__Given passage__:

Before he committed suicide last year, Erasmus recorded a tape detailing the broader abuse of homosexuals in the army, including how he was forced by his officers to participate in the gang rape of Angolan women, and how other gay soldiers were given hormone drugs.

"I am quite convinced that quite a few murders of gay people took place which we will never know of, and it was covered up. When people got trigger happy, gays were often the brunt of the bullet."

In practice, the army's treatment of gays was confused. Many found themselves in de facto "gay battalions", according to Mikki van Zyl, a researcher on the Aversion Project report.

"In Uppington, virtually the whole battalion was queer until some general decided this should be broken up. There was one in Grahamstown. There was another in Pretoria. For some of them, these were supportive environments," she said.

Some men joined the army specifically to get a sex change operation. But others were pressured into surgery by military psychologists after other methods failed. The army carried out as many as 50 sex change operations a year.

Lesbians were also offered surgery - one woman is among those left partially altered after the programme was shut down.

The Aversion Project report argues that the doctors concerned broke international law.

"Health workers in the [military] were expected to be loyal first to the state and its ideologies. It meant that some doctors flagrantly ignored terms from the Geneva convention and Tokyo declaration, and certainly showed no accountability to the national professional councils, nor best current practices. The stage was set for human rights abuses of patients under the care of such doctors."

__Problems to solve__:
**1.** Answer these questions from the excerpt on gay soldiers in the army:
(a) How many sex change operations did the army carry out per year, at most?
(b) What role does Mikki van Zyl hold?
(c) Which two documents does the report say some doctors flagrantly ignored terms from?
**2.** Copy the section of the excerpt on gay soldiers in the army that begins with the words containing "In practice, the" and ends with "was shut down.".
**3.** List every place that the excerpt on gay soldiers in the army names as having a de facto gay battalion.
None of the items is needed for this work.

__Extracted material__:
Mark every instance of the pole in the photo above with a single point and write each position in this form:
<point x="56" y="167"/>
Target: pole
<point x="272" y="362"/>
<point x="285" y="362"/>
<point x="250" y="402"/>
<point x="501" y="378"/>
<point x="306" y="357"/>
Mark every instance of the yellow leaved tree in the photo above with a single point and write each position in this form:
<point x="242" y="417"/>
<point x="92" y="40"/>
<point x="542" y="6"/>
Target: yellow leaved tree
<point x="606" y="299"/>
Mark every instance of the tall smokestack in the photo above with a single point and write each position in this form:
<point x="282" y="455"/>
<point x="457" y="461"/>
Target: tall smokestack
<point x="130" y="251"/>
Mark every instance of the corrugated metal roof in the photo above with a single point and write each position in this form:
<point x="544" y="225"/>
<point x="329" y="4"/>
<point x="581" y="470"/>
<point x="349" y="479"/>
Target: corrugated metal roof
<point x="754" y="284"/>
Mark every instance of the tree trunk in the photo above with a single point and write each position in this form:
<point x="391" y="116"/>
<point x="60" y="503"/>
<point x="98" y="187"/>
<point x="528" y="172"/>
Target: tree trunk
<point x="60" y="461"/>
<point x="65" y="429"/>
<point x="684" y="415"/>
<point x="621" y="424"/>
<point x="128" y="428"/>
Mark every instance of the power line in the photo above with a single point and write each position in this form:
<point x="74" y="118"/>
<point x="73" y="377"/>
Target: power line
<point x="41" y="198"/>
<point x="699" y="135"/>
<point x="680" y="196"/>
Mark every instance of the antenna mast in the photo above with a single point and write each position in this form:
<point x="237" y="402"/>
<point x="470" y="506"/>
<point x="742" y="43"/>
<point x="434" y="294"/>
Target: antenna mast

__Activity answers__:
**1.**
(a) As many as 50.
(b) She is a researcher on the Aversion Project report.
(c) The Geneva convention and the Tokyo declaration.

**2.**
In practice, the army's treatment of gays was confused. Many found themselves in de facto "gay battalions", according to Mikki van Zyl, a researcher on the Aversion Project report.

"In Uppington, virtually the whole battalion was queer until some general decided this should be broken up. There was one in Grahamstown. There was another in Pretoria. For some of them, these were supportive environments," she said.

Some men joined the army specifically to get a sex change operation. But others were pressured into surgery by military psychologists after other methods failed. The army carried out as many as 50 sex change operations a year.

Lesbians were also offered surgery - one woman is among those left partially altered after the programme was shut down.

**3.**
Uppington
Grahamstown
Pretoria